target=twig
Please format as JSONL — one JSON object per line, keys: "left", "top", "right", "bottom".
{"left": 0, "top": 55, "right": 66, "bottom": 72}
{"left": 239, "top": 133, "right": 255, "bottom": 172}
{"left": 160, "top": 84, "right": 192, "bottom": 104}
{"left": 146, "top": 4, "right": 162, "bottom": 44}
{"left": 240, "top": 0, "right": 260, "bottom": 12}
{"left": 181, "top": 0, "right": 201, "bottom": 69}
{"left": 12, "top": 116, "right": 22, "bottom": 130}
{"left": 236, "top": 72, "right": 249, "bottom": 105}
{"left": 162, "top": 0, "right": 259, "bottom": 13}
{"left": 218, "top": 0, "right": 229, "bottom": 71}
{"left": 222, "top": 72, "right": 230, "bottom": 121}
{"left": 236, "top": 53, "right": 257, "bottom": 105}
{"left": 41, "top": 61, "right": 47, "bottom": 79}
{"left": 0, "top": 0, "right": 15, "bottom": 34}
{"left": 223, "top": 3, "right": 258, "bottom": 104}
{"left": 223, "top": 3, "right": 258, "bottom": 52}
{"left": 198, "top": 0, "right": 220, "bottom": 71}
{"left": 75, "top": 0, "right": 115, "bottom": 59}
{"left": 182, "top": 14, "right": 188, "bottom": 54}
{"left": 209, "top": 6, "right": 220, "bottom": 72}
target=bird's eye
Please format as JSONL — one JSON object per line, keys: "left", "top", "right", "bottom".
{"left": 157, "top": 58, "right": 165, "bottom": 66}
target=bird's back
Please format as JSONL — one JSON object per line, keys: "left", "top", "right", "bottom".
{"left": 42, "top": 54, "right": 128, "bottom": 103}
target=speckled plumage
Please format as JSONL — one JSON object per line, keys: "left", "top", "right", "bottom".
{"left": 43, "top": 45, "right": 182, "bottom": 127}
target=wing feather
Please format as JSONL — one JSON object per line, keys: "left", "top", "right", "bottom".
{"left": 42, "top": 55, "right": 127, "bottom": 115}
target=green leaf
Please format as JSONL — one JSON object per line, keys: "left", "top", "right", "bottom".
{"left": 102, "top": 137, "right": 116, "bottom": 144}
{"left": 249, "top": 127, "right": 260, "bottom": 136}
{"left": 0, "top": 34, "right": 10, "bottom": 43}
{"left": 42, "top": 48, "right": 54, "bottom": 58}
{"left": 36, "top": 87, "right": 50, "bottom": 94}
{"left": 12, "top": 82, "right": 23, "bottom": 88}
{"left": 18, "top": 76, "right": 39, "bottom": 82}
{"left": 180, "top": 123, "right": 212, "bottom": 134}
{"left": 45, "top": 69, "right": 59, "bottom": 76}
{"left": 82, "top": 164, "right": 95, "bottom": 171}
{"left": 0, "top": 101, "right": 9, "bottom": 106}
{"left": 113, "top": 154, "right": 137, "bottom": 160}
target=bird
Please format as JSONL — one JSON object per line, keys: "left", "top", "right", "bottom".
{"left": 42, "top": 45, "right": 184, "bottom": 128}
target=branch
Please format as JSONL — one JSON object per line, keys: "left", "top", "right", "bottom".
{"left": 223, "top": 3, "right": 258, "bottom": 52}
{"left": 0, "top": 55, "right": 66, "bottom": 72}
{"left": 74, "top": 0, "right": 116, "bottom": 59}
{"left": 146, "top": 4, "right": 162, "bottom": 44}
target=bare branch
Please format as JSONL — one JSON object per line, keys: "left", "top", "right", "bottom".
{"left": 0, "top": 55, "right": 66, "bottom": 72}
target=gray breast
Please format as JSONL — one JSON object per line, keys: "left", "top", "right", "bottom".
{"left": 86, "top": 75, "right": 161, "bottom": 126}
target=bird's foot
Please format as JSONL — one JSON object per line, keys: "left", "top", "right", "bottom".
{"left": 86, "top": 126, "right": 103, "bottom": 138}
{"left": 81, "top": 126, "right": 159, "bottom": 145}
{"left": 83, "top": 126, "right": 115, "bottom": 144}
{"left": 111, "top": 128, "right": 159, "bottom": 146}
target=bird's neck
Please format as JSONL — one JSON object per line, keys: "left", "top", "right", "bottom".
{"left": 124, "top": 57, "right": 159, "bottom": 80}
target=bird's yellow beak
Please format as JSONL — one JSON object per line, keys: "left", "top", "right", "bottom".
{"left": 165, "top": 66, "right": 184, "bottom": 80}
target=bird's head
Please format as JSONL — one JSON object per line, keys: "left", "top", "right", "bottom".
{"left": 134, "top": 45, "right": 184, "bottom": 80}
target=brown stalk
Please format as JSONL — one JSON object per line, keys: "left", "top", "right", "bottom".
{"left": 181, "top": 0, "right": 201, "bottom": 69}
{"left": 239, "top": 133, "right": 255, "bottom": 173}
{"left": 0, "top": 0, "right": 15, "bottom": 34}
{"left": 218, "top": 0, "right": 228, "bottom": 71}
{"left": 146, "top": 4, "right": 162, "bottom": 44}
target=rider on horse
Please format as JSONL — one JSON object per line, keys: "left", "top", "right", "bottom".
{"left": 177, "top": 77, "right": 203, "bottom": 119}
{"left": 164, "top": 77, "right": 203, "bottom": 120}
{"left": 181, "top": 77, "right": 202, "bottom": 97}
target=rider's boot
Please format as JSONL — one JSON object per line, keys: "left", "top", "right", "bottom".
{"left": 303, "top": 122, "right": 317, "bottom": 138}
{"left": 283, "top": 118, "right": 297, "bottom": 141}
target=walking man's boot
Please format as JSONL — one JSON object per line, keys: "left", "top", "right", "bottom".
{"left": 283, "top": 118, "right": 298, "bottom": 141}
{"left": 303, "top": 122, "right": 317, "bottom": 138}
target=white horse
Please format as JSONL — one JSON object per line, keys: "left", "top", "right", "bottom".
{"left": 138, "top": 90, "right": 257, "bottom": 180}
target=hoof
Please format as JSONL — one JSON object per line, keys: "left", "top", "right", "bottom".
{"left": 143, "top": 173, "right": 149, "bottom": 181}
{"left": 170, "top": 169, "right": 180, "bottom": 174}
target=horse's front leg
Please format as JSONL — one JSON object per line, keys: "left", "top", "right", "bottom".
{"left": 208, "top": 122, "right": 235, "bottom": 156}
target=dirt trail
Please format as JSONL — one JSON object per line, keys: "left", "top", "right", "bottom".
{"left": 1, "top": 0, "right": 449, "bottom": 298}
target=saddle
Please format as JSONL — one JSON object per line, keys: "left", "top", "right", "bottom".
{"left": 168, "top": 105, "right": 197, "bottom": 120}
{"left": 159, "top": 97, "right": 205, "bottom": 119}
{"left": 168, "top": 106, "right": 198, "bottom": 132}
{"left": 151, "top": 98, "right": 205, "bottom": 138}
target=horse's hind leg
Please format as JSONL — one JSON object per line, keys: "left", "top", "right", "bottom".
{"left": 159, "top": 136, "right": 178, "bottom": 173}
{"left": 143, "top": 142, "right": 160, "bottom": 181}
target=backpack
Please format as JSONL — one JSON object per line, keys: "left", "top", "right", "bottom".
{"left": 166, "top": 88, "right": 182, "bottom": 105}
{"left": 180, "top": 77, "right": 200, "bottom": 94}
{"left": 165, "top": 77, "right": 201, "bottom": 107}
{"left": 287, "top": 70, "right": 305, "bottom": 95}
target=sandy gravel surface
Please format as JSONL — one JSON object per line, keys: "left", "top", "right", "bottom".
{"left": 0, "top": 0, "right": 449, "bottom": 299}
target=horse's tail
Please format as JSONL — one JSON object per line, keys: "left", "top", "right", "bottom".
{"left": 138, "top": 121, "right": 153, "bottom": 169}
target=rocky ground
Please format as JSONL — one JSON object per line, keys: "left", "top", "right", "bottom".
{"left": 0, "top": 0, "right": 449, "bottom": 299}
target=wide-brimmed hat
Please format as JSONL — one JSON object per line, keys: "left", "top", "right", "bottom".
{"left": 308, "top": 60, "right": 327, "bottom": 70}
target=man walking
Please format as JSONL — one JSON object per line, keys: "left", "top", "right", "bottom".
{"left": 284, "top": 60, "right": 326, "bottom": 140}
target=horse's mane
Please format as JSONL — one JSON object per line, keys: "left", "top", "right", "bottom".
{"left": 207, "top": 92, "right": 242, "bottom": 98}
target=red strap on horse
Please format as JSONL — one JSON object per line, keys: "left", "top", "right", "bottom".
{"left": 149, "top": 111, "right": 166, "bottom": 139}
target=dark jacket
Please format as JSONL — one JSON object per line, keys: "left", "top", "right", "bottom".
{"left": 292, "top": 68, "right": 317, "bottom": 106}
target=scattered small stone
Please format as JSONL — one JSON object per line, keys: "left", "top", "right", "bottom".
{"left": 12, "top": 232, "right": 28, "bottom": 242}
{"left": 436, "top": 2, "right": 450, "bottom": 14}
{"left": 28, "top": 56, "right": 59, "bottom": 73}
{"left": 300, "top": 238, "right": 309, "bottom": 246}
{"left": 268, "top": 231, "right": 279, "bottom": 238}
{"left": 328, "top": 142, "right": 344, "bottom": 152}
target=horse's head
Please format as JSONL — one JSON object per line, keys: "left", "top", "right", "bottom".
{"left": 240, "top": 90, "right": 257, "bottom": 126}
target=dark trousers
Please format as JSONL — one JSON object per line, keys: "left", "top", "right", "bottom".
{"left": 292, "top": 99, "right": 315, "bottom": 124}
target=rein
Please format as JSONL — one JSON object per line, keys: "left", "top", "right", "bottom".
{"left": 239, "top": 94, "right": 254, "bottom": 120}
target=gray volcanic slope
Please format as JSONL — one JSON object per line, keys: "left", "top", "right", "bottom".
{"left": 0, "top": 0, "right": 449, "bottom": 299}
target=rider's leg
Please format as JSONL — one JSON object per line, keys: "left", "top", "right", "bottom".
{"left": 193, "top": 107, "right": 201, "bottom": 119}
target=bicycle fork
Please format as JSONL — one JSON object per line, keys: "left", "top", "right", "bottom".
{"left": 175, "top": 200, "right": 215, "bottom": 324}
◆ ◆ ◆ ◆ ◆ ◆ ◆
**Exercise goal:** From the listing, reproduce every line where the word "dark" is present.

**Expected output:**
target=dark jacket
target=dark trousers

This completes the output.